* LISTED RECORDS *
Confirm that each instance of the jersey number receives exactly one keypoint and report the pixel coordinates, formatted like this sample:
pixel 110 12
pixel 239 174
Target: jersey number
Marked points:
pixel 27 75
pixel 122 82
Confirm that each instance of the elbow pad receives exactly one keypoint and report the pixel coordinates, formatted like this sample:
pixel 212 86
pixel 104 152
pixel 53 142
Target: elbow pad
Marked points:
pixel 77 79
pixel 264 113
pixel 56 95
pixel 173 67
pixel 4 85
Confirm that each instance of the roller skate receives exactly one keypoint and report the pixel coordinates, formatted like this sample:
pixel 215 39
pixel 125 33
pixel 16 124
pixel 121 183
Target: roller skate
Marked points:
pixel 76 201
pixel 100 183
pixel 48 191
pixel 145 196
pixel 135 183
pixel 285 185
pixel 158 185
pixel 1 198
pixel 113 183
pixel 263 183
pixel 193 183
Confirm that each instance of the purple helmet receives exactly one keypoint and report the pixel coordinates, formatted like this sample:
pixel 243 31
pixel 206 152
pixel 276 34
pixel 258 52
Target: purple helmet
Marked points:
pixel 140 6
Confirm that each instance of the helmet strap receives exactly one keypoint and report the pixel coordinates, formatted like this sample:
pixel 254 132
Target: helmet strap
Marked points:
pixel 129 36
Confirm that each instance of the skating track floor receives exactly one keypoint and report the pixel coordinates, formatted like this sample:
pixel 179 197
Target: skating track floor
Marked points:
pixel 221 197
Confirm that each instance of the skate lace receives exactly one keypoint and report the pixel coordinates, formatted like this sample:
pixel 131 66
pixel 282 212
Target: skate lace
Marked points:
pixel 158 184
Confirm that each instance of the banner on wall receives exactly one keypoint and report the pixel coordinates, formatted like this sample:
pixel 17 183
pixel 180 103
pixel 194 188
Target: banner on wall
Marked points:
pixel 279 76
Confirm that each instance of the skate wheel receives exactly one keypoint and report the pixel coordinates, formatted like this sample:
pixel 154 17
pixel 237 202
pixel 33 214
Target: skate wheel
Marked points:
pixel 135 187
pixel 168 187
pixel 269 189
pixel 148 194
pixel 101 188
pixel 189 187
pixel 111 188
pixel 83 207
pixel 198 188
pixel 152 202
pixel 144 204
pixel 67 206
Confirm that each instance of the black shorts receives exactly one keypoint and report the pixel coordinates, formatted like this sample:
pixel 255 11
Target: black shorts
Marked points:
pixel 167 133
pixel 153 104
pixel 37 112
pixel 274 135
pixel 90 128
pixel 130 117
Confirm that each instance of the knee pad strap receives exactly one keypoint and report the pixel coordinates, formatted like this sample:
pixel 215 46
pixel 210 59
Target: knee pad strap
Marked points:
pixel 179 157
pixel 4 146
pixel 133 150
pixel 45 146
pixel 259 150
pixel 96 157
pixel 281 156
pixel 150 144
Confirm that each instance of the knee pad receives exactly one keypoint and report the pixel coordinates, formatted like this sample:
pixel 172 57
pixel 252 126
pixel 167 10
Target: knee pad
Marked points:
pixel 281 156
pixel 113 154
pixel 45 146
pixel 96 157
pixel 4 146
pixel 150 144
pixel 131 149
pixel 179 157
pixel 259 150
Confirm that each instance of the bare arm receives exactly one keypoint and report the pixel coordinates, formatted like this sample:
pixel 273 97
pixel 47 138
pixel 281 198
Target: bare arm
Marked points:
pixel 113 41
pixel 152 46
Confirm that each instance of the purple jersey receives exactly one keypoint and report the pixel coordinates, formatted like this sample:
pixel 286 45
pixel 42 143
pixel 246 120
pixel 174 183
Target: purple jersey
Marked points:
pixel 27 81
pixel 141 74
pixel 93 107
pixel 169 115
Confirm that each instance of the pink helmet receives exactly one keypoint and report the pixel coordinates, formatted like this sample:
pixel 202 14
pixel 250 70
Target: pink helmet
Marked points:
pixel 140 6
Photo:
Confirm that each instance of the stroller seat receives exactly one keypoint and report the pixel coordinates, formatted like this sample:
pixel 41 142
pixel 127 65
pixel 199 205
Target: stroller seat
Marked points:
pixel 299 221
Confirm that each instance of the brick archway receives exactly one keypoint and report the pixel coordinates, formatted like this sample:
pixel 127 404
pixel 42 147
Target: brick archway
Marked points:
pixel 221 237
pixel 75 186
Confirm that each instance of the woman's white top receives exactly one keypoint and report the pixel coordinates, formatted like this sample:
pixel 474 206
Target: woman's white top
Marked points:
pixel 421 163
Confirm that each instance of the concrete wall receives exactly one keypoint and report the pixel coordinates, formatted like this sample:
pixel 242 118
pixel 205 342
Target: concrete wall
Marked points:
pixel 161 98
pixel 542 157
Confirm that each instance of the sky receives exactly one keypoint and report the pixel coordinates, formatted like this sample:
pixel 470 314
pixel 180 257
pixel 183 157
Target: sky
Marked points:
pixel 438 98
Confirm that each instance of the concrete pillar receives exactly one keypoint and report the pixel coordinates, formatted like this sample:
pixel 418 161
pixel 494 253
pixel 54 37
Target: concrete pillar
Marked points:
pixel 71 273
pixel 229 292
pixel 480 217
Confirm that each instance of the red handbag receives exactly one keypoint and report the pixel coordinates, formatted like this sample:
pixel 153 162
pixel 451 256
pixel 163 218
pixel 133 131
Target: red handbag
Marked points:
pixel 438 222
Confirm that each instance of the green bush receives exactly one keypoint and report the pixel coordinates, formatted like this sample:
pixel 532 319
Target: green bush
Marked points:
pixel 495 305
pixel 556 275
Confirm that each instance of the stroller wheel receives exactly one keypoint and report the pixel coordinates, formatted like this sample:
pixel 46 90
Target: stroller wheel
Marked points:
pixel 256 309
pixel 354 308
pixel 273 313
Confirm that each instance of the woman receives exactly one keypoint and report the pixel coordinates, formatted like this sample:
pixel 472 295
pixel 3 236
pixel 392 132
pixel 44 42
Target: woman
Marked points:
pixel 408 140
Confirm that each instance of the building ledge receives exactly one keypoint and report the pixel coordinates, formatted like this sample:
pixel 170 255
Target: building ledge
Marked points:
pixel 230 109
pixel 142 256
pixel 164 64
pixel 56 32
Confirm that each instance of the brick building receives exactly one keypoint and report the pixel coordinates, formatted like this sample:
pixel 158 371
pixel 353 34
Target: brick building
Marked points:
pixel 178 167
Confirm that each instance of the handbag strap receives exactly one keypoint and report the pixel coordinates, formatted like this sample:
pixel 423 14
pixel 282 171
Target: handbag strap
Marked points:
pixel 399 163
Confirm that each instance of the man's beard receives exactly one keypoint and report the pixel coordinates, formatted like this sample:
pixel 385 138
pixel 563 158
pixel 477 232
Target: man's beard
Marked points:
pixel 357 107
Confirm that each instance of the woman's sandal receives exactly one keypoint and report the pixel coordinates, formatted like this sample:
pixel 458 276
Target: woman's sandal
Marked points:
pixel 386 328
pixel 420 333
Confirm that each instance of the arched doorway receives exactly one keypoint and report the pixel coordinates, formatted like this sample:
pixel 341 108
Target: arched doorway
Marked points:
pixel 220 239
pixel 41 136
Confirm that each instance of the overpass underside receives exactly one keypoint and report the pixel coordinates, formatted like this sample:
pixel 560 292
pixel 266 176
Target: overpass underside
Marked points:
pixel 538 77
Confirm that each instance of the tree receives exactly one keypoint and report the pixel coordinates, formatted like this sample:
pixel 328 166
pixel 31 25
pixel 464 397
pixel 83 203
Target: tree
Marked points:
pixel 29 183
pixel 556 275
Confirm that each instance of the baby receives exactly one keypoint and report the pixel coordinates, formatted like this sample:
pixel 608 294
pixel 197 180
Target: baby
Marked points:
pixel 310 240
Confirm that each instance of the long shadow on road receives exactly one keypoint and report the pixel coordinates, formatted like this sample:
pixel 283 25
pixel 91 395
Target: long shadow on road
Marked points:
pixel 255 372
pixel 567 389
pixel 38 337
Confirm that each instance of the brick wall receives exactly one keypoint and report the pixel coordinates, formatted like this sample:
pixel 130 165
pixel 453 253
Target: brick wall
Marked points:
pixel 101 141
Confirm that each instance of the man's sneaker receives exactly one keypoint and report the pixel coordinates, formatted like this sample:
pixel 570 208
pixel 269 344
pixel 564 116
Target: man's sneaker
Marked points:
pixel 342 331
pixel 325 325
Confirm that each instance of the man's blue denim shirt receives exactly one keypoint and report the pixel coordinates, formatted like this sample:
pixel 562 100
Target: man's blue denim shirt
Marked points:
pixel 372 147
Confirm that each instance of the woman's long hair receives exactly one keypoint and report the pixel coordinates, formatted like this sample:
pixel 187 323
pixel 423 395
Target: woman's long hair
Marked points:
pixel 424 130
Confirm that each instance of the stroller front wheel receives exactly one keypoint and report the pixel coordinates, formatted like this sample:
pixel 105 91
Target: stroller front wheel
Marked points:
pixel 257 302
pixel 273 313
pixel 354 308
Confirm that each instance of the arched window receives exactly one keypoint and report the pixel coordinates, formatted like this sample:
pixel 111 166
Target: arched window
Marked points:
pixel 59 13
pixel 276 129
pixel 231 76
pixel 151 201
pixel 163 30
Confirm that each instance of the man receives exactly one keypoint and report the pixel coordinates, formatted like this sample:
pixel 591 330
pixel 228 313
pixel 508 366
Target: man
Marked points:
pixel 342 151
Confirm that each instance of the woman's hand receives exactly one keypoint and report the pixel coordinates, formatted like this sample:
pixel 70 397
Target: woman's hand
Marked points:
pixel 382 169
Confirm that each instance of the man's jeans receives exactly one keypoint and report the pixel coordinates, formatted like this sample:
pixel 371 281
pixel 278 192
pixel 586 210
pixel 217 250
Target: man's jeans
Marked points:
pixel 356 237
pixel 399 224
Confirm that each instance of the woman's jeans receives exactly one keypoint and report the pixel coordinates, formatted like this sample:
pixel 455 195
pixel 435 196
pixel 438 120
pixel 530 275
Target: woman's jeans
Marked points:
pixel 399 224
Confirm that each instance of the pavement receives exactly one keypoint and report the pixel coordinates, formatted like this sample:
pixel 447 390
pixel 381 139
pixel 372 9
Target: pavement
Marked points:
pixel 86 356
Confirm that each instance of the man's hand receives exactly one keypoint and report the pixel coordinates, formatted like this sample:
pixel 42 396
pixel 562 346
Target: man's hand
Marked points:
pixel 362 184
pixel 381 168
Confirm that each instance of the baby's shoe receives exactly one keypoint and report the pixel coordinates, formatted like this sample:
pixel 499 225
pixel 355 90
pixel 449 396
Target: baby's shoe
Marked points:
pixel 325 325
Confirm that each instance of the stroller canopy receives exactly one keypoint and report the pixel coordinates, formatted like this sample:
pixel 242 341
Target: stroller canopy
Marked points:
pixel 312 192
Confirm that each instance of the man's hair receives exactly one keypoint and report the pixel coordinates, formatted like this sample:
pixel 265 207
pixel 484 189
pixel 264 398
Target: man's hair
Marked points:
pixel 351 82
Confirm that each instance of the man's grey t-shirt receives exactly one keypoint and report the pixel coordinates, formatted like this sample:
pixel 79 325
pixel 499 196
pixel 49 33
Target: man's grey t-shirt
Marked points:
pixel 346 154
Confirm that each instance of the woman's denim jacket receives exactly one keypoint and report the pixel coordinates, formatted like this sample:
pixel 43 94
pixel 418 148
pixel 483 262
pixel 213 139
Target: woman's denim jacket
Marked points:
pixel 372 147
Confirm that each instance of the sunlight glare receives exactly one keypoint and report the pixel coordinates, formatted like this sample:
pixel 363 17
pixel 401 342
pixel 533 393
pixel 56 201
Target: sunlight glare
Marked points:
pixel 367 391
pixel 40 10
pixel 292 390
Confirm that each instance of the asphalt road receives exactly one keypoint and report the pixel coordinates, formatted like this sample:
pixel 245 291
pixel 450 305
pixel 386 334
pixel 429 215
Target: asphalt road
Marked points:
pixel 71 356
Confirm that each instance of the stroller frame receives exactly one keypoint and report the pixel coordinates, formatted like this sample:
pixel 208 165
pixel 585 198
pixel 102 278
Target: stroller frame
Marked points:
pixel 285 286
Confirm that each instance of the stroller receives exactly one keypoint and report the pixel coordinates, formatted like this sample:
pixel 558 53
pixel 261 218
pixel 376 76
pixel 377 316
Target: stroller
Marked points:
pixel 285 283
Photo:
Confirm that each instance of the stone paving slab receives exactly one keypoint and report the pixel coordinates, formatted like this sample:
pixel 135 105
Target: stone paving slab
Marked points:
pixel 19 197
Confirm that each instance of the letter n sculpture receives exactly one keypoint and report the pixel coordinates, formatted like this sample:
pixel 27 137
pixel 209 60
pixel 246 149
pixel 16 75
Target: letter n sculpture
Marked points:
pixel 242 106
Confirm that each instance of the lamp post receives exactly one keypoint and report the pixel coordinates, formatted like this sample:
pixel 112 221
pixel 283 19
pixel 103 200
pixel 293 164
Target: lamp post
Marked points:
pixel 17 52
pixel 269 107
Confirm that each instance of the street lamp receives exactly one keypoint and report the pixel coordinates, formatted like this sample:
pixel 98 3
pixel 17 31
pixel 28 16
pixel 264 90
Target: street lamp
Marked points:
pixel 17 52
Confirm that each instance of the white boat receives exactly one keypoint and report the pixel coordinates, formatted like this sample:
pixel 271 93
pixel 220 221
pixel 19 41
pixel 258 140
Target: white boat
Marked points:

* EXERCISE PROMPT *
Retype the lines of the data above, beginning at the line containing "Confirm that each instance of the man receives" and continuing through the line containing "pixel 346 154", with both of those lines included and every line reproduced without changes.

* ANSWER FOR THE TASK *
Confirm that each instance of the man receives exactly one keypoint and report the pixel coordinates, formatted like this sample:
pixel 591 330
pixel 228 313
pixel 508 366
Target: man
Marked points:
pixel 342 151
Confirm that each instance of the woman's hand receives exactly one keypoint and report the pixel coordinates, formatted like this sample:
pixel 70 397
Target: woman's hand
Marked points:
pixel 382 169
Confirm that each instance of the man's jeans receives exactly one keypoint and report the pixel coordinates, formatted like this sample:
pixel 371 281
pixel 278 192
pixel 586 210
pixel 217 250
Target: man's jeans
Marked points:
pixel 356 237
pixel 399 224
Confirm that each instance of the woman's jeans receives exactly one keypoint and report the pixel coordinates, formatted like this sample:
pixel 455 195
pixel 435 196
pixel 438 120
pixel 530 275
Target: woman's jeans
Marked points:
pixel 399 224
Confirm that each instance of the pavement receives exactly one keypoint and report the pixel coordinates, formatted like this sample:
pixel 447 390
pixel 381 139
pixel 372 9
Target: pavement
Marked points:
pixel 86 356
Confirm that each instance of the man's hand receives exactly one keypoint and report the pixel coordinates, formatted like this sample:
pixel 42 396
pixel 562 346
Target: man's hand
Marked points:
pixel 362 184
pixel 381 168
Confirm that each instance of the baby's shoe receives exactly one keypoint and report the pixel coordinates, formatted like this sample:
pixel 499 225
pixel 355 90
pixel 449 396
Target: baby's shoe
Marked points:
pixel 325 325
Confirm that each instance of the stroller canopy receives exactly one keypoint and report the pixel coordinates, formatted like this sample:
pixel 242 341
Target: stroller canopy
Marked points:
pixel 312 192
Confirm that each instance of the man's hair receives exactly one keypoint and report the pixel coordinates, formatted like this sample:
pixel 265 207
pixel 484 189
pixel 264 398
Target: man's hair
Marked points:
pixel 351 82
Confirm that each instance of the man's grey t-shirt receives exactly one keypoint and report the pixel coordinates, formatted like this sample:
pixel 79 325
pixel 499 196
pixel 49 33
Target: man's grey t-shirt
Marked points:
pixel 346 154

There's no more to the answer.